## START SOURCE DATA

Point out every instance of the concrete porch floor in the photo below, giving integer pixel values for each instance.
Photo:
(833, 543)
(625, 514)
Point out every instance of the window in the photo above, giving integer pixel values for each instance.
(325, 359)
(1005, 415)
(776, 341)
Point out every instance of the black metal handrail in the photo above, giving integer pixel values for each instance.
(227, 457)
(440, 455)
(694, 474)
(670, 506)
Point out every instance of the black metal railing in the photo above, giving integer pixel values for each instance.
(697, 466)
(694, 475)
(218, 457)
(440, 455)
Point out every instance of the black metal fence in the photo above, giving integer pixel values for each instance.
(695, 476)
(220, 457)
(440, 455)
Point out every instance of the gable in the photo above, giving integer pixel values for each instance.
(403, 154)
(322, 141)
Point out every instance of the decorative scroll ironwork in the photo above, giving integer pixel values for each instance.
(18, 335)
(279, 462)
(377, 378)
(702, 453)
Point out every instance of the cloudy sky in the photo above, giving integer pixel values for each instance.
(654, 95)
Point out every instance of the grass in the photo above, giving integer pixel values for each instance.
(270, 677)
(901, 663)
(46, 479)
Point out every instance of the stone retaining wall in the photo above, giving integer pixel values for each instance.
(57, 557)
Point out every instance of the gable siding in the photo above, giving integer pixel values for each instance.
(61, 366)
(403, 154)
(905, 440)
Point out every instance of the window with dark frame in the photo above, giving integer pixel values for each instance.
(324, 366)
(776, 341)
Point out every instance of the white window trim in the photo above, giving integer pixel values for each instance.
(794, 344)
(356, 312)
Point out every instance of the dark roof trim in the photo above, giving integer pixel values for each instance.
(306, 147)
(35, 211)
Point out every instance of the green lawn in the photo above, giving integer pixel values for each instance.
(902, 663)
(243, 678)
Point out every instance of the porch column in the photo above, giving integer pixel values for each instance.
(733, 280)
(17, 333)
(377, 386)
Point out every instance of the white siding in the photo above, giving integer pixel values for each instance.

## END SOURCE DATA

### WRITTEN TASK
Please transcribe all of the data above line for line, with no changes.

### RESPONSE
Point out every instance of the concrete porch floor in the photo below, giving integer pixel values for each instance.
Photo:
(833, 543)
(625, 514)
Point out every instance of the window in the photo above, giving integer pixel values for each instance.
(325, 359)
(1005, 415)
(776, 341)
Point out every instance of the black metal handrail in the photo above, giving integer pixel values for each instance.
(227, 457)
(440, 455)
(694, 474)
(670, 506)
Point out every instance of the black metal railing in the photo above, giving integer pixel values for each instance.
(697, 466)
(694, 475)
(218, 457)
(440, 455)
Point out every instance of the black metal fence in the photo above, giving integer pixel values for each instance.
(695, 476)
(220, 457)
(440, 455)
Point out every instance of the gable in the photo above, giving integer pixel values for each instance.
(403, 154)
(322, 141)
Point out every instance of the decorative scroll ironwork in the photo above, giving integer pixel values for each instance.
(18, 335)
(279, 462)
(377, 378)
(702, 453)
Point out every instance of the cloudy sky in the photo above, giving integer pixel values for each instance.
(654, 95)
Point out every instance of the grass in the photo above, giving integer pixel values for each instance.
(270, 677)
(901, 663)
(46, 479)
Point out every instance of the stone retaining wall in the photo above, giving integer pixel values for each instance.
(57, 557)
Point out every instance of the gable siding in the photo above, giving integer pixel values for each instance.
(61, 366)
(403, 154)
(905, 440)
Point out every instance of the window with dark frame in the photo above, giving integer pixel values for each instance.
(324, 366)
(776, 341)
Point out every instance of the white window trim in the photo above, giving integer pixel values for each instance.
(794, 344)
(356, 312)
Point out every instance of the dark roof trim in the photo above, giving integer pixel values for each instance.
(306, 147)
(35, 211)
Point out every instance of the green lawn in the photo above, giving integer pixel values for each instance.
(902, 663)
(243, 678)
Point out every instance of the porch column in the photo above, giving integer pixel values for each instance.
(733, 280)
(17, 333)
(377, 386)
Point out every instance of the white siding in the photo above, giving integer pixel values for each instance.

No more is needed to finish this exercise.